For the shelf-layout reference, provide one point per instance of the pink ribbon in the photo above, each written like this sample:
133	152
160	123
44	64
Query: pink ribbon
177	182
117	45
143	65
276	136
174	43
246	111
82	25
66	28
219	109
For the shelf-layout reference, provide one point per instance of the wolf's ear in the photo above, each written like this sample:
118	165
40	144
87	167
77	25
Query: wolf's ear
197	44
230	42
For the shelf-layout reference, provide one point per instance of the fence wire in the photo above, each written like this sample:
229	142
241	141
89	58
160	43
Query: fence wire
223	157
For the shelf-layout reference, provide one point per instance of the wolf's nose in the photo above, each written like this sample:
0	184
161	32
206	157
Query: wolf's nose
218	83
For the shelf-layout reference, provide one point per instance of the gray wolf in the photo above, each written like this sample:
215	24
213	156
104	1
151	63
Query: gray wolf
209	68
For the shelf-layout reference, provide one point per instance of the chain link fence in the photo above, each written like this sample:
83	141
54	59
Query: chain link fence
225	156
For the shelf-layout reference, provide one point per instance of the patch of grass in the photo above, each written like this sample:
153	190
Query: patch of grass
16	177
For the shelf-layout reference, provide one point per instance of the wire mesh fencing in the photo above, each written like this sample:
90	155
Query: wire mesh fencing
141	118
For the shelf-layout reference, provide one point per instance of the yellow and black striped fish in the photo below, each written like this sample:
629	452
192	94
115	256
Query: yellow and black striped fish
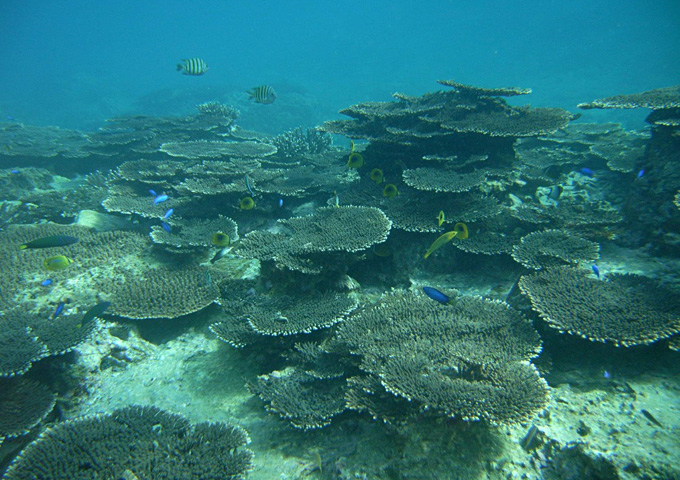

+ + + + +

EXERCISE DETAILS: Please repeat all of the material above, substituting "template" for "sample" wherever it occurs and changing nothing else. Leave the pictures out.

SOLUTION BELOW:
For the shelf-layout reference, provide one point per instance of the pink ribbon in the photo above, each written like this template:
133	152
160	123
44	64
Query: pink ribbon
177	182
117	45
143	65
276	136
174	43
246	111
82	25
66	28
219	109
For the shelf-layout reference, provide one point per instance of the wolf's ear in the photo above, each written like this template:
118	165
40	144
87	167
77	25
Query: wolf's ear
197	44
230	42
For the shelf-layout reference, provide one point per instance of the fence wire in the photo above, each written like this template:
229	142
241	141
89	58
160	43
Query: fence wire
223	157
For the shelf-layout reference, provide one point per instance of the wolf's nose in the photo above, each written like this template:
0	184
161	32
206	157
Query: wolf's nose
218	83
For the shelf-layout reference, provide one point per instance of the gray wolf in the photo above, each written like this template:
215	24
213	156
104	1
151	63
Query: gray wolf
209	68
For the shelf-layout reference, provide one point per instance of the chain link fence in the photo above, each written like this template:
83	141
54	59
Query: chain link fence
225	156
For the shelf-layout reference, provide one point per instance of the patch of grass in the photo above, each written like this template:
153	190
Query: patch of grass
16	177
For the shelf-layout reference, provide one point per instance of the wire mesh fencing in the photo above, each written like this template:
90	155
Query: wire mesh fencing
141	118
For the shelf-layout reference, provide one point per instance of the yellow and black striped fish in the photo below, each written like this template:
629	452
192	94
115	256
Query: yellow and black striped fish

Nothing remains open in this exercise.